▶ **EXERCISE BRIEF**:
Only a number is wanted: how many lines in these records contain the word "white"?

*** Block opens ***

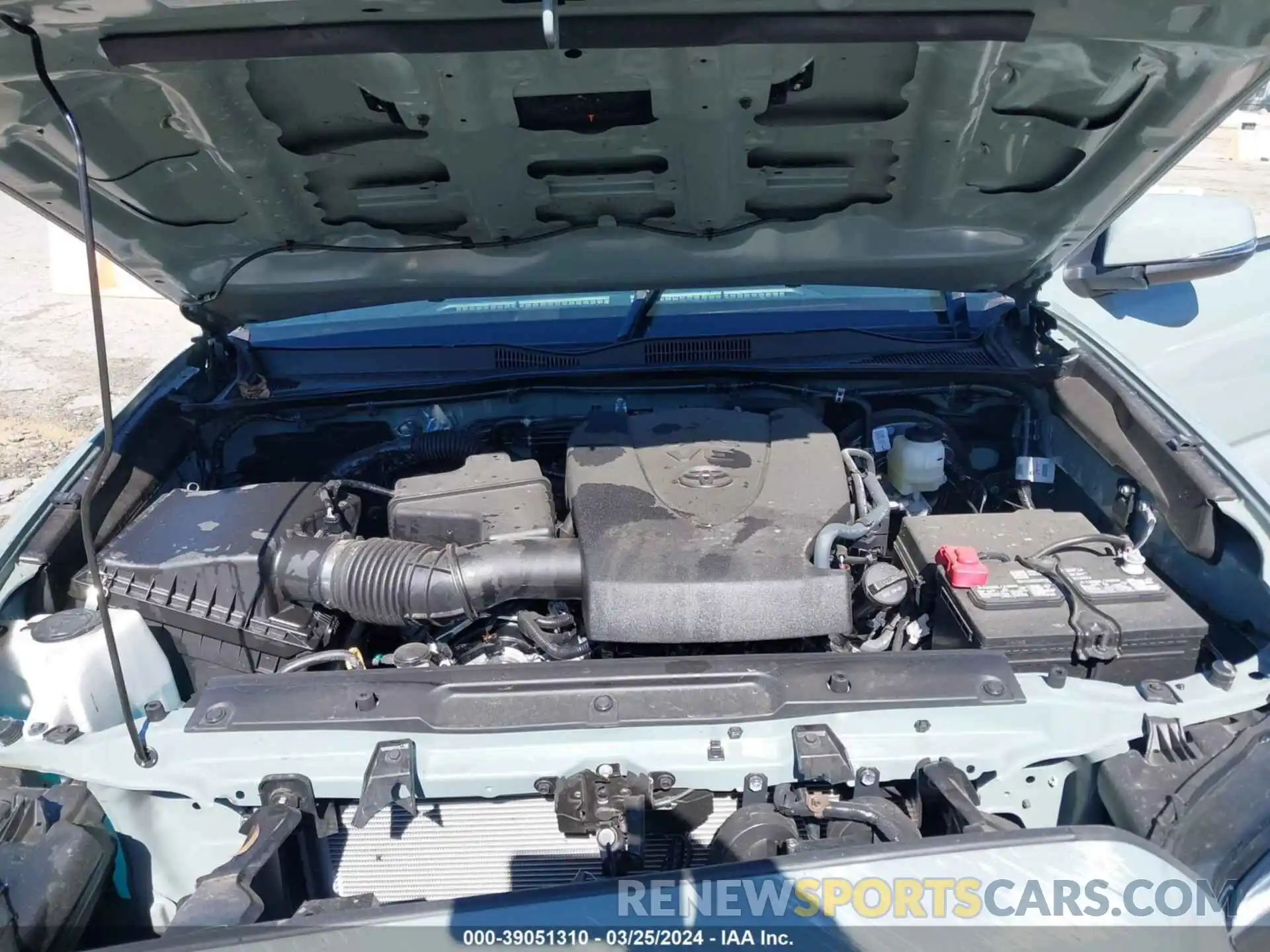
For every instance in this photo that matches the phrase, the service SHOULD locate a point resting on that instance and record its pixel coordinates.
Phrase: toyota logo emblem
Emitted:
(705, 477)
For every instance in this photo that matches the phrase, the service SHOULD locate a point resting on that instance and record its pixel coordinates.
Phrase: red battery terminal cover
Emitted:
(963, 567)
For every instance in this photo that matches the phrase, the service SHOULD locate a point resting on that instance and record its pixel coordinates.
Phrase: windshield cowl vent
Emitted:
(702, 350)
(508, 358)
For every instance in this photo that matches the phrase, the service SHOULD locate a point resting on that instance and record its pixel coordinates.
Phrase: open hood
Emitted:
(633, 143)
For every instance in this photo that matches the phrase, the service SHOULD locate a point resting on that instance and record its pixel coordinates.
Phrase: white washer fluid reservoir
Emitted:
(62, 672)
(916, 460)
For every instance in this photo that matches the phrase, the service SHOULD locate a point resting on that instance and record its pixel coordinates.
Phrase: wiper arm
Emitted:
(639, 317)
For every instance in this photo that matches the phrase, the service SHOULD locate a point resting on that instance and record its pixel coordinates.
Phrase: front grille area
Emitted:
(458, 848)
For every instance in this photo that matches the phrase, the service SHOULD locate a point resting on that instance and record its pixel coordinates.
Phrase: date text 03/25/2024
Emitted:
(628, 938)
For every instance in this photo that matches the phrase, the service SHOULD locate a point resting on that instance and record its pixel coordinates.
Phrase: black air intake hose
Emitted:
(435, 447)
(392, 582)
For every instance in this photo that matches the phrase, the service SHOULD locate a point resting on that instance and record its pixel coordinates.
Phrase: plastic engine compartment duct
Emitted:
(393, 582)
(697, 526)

*** Block closes ***
*** Block opens ***

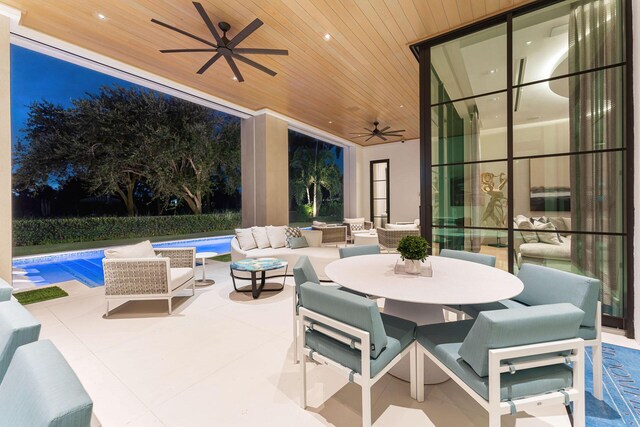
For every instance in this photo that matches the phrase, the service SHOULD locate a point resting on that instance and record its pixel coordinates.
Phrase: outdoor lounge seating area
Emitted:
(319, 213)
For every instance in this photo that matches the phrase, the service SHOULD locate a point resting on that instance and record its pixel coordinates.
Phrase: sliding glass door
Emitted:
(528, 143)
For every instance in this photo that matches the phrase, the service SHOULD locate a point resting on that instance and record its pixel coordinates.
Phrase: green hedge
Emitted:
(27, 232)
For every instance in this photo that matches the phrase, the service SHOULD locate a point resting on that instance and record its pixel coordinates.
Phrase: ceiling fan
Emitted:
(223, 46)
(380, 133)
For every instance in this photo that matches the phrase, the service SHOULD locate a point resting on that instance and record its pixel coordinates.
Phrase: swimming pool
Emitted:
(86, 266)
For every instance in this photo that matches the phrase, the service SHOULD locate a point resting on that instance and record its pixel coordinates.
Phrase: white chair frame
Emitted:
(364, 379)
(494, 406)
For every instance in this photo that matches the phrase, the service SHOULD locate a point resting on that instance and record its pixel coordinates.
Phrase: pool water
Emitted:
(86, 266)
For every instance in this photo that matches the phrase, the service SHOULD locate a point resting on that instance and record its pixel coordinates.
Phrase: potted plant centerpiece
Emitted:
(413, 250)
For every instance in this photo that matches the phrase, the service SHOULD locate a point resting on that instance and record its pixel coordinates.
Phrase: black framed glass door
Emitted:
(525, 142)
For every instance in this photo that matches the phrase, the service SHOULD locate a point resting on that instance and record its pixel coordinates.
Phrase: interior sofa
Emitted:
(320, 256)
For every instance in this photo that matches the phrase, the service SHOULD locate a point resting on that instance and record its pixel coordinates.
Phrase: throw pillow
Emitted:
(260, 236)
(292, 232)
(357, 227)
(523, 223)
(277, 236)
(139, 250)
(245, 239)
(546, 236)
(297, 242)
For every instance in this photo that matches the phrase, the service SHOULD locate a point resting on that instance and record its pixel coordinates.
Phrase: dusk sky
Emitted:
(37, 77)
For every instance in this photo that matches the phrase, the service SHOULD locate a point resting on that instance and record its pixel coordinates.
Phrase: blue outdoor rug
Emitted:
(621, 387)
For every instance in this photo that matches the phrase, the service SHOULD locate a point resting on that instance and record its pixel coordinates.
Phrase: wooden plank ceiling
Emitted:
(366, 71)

*** Block closes ***

▶ **EXERCISE RESPONSE**:
2